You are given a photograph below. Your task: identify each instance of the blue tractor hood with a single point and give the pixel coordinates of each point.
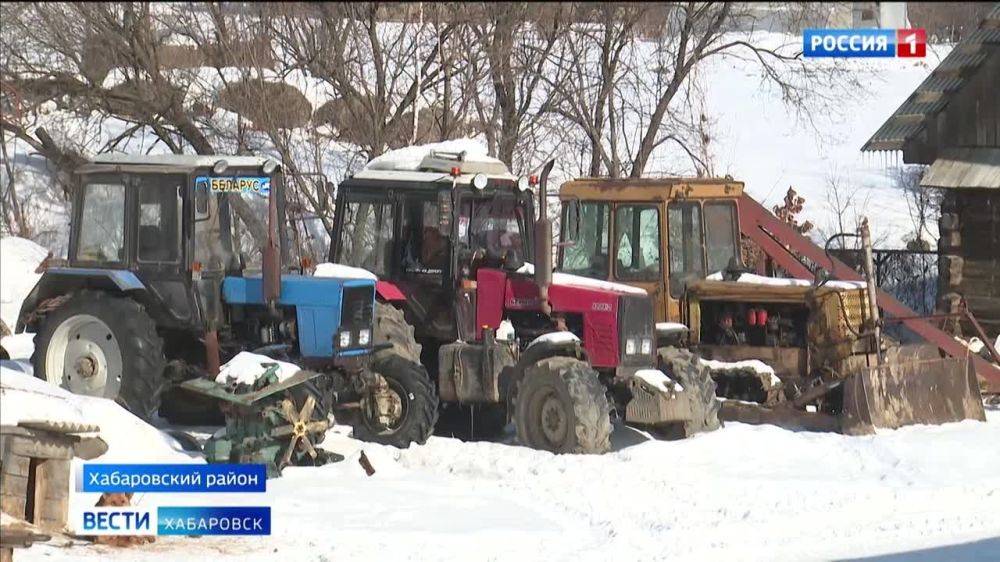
(324, 306)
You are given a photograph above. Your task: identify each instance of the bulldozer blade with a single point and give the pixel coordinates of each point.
(914, 385)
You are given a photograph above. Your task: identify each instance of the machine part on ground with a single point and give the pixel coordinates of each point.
(561, 407)
(391, 327)
(269, 422)
(683, 367)
(401, 406)
(823, 339)
(100, 345)
(161, 269)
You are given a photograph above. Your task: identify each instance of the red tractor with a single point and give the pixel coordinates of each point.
(452, 243)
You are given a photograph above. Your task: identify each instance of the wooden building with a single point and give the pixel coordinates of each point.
(951, 123)
(35, 461)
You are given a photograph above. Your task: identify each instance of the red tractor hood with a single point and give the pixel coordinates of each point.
(595, 302)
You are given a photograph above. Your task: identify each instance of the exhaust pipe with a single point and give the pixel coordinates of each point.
(271, 255)
(543, 241)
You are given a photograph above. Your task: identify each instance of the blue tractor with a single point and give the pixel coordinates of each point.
(177, 263)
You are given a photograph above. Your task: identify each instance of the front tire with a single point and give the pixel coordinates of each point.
(409, 382)
(561, 407)
(101, 345)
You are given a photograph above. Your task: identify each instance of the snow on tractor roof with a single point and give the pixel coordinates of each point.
(434, 162)
(181, 160)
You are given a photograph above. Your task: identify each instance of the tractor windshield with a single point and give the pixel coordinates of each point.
(588, 255)
(495, 224)
(231, 222)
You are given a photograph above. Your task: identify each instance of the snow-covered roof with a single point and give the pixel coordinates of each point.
(181, 160)
(433, 162)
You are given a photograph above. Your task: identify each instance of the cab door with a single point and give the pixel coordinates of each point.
(157, 206)
(637, 242)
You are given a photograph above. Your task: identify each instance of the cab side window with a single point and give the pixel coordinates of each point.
(686, 245)
(102, 223)
(425, 250)
(366, 236)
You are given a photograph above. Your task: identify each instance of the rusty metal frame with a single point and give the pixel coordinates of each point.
(781, 243)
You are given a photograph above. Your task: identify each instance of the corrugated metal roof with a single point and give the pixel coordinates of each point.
(934, 93)
(965, 168)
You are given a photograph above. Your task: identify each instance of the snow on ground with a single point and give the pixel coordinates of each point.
(755, 365)
(744, 492)
(341, 271)
(17, 276)
(130, 440)
(410, 157)
(787, 282)
(759, 140)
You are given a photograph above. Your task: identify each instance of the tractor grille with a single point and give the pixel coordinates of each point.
(635, 322)
(356, 308)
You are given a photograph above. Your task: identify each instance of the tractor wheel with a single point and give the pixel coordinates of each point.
(683, 367)
(391, 327)
(321, 411)
(561, 407)
(101, 345)
(409, 384)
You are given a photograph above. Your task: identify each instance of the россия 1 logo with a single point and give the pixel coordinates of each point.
(867, 43)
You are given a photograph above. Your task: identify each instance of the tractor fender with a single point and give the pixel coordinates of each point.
(62, 281)
(389, 292)
(537, 350)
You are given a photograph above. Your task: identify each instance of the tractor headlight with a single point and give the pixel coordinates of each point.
(364, 337)
(344, 339)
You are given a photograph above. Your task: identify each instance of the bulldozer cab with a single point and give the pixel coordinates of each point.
(658, 234)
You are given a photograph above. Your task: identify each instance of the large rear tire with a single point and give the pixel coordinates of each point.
(102, 345)
(411, 385)
(561, 406)
(684, 368)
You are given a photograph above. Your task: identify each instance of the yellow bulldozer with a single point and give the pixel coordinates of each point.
(809, 350)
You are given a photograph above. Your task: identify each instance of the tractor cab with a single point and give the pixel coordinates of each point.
(425, 230)
(176, 264)
(657, 234)
(466, 287)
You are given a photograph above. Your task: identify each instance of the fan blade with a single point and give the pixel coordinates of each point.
(288, 410)
(307, 445)
(317, 426)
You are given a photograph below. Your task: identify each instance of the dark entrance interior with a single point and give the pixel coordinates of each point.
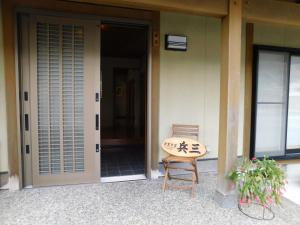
(123, 102)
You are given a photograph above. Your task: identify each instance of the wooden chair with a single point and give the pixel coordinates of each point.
(189, 131)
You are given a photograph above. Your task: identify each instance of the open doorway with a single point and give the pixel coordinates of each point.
(124, 50)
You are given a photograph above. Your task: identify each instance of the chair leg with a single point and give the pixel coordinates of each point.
(196, 171)
(193, 184)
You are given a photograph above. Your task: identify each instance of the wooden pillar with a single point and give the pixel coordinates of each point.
(229, 100)
(248, 89)
(12, 115)
(155, 90)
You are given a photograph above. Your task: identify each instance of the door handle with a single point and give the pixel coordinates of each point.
(26, 122)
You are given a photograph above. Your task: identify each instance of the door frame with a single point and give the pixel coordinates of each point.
(291, 52)
(151, 153)
(10, 11)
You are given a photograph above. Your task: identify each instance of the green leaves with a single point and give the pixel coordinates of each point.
(259, 180)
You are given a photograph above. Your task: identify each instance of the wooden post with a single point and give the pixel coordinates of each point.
(248, 89)
(12, 114)
(229, 100)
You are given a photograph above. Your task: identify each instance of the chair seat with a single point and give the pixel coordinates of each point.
(172, 158)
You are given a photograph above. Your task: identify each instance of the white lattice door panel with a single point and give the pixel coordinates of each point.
(64, 77)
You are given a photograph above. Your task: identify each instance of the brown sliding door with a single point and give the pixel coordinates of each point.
(64, 78)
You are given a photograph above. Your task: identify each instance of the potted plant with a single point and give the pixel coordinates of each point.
(259, 182)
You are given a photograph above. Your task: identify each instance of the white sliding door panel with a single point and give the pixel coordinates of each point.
(64, 71)
(271, 103)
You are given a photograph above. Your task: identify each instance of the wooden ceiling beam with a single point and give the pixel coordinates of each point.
(270, 11)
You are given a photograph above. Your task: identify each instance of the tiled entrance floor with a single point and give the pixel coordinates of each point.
(122, 161)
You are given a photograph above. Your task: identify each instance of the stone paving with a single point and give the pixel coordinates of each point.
(135, 202)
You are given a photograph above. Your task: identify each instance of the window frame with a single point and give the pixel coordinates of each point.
(288, 154)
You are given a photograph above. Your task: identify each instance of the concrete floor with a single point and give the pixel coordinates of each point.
(136, 202)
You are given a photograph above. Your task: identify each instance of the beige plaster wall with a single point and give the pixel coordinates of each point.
(190, 81)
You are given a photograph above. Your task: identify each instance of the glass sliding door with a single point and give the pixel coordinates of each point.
(276, 103)
(271, 103)
(293, 128)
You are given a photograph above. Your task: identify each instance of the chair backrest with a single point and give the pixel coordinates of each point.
(182, 130)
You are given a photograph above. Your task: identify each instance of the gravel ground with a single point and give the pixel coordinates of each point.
(135, 202)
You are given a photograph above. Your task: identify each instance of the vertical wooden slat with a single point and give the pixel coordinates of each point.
(8, 18)
(229, 94)
(248, 88)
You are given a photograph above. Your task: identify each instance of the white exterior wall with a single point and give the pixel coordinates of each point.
(190, 81)
(3, 131)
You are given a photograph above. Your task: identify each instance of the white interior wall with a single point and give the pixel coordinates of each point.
(108, 65)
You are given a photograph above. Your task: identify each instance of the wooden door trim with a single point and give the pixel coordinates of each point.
(9, 10)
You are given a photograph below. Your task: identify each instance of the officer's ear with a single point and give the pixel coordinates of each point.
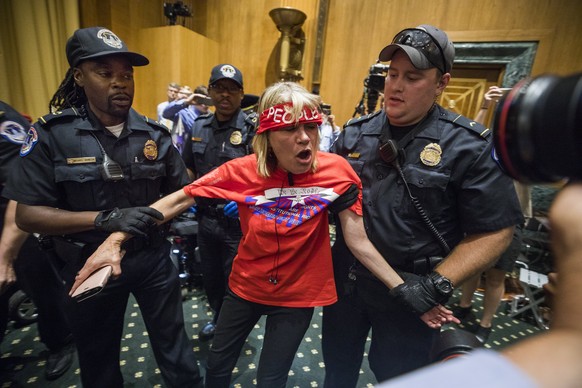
(78, 76)
(443, 82)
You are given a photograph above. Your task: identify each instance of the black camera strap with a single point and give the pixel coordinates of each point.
(391, 152)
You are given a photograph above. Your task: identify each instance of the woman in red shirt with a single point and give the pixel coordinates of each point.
(283, 268)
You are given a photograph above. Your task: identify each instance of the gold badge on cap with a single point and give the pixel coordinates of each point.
(431, 154)
(235, 138)
(150, 150)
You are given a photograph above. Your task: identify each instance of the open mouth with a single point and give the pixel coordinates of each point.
(121, 99)
(304, 155)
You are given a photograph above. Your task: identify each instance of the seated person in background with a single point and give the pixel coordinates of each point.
(172, 92)
(283, 267)
(328, 130)
(184, 110)
(549, 359)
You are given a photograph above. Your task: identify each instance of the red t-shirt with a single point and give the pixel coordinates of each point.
(285, 228)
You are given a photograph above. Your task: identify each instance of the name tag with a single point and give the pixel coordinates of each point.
(88, 159)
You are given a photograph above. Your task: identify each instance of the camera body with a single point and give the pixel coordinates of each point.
(173, 10)
(537, 129)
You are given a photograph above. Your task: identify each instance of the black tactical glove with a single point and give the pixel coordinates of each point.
(345, 200)
(134, 220)
(420, 293)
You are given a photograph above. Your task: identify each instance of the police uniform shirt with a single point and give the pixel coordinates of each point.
(448, 166)
(13, 131)
(61, 163)
(213, 143)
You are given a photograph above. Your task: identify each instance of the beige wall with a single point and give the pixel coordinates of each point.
(243, 33)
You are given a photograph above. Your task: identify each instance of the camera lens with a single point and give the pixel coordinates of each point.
(538, 129)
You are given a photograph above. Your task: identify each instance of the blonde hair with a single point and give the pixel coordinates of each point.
(279, 93)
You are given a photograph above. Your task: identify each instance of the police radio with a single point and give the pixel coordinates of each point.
(110, 170)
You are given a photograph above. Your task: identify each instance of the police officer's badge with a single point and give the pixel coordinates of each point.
(150, 150)
(431, 154)
(235, 138)
(30, 142)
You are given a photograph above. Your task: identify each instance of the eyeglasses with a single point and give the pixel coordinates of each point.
(422, 40)
(222, 88)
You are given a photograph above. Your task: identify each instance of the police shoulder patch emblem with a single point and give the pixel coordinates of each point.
(13, 132)
(30, 142)
(431, 154)
(235, 138)
(150, 150)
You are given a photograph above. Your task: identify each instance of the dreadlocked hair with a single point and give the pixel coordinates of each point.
(68, 95)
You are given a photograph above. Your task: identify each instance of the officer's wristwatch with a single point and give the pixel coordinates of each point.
(443, 285)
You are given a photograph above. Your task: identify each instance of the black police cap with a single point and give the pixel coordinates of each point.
(94, 42)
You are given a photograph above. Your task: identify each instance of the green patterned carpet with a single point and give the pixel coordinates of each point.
(22, 354)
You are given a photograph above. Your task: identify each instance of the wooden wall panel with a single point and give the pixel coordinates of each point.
(356, 32)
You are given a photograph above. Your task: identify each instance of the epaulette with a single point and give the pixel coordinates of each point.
(471, 125)
(204, 116)
(361, 119)
(251, 119)
(155, 124)
(59, 115)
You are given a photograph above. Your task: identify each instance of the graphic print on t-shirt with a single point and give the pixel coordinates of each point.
(292, 206)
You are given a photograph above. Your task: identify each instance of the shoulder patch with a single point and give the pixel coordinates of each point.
(204, 116)
(155, 124)
(362, 119)
(251, 120)
(13, 131)
(59, 115)
(469, 124)
(30, 142)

◆ ◆ ◆ ◆ ◆

Work instructions = Return, unchanged, the lines of the records from the line containing "of the graphic" through the last line of the records, including both.

Reply to the exercise =
You are given a photograph above. Your task: identify each instance of the graphic print on t-shirt with a single point and give the pixel coordinates of each point.
(292, 206)
You are given a photograph above. Your task: identify each instance of the shoulder patch with a single point and give the pixel coordinates of each point.
(204, 116)
(155, 124)
(362, 119)
(251, 120)
(13, 131)
(59, 115)
(469, 124)
(30, 142)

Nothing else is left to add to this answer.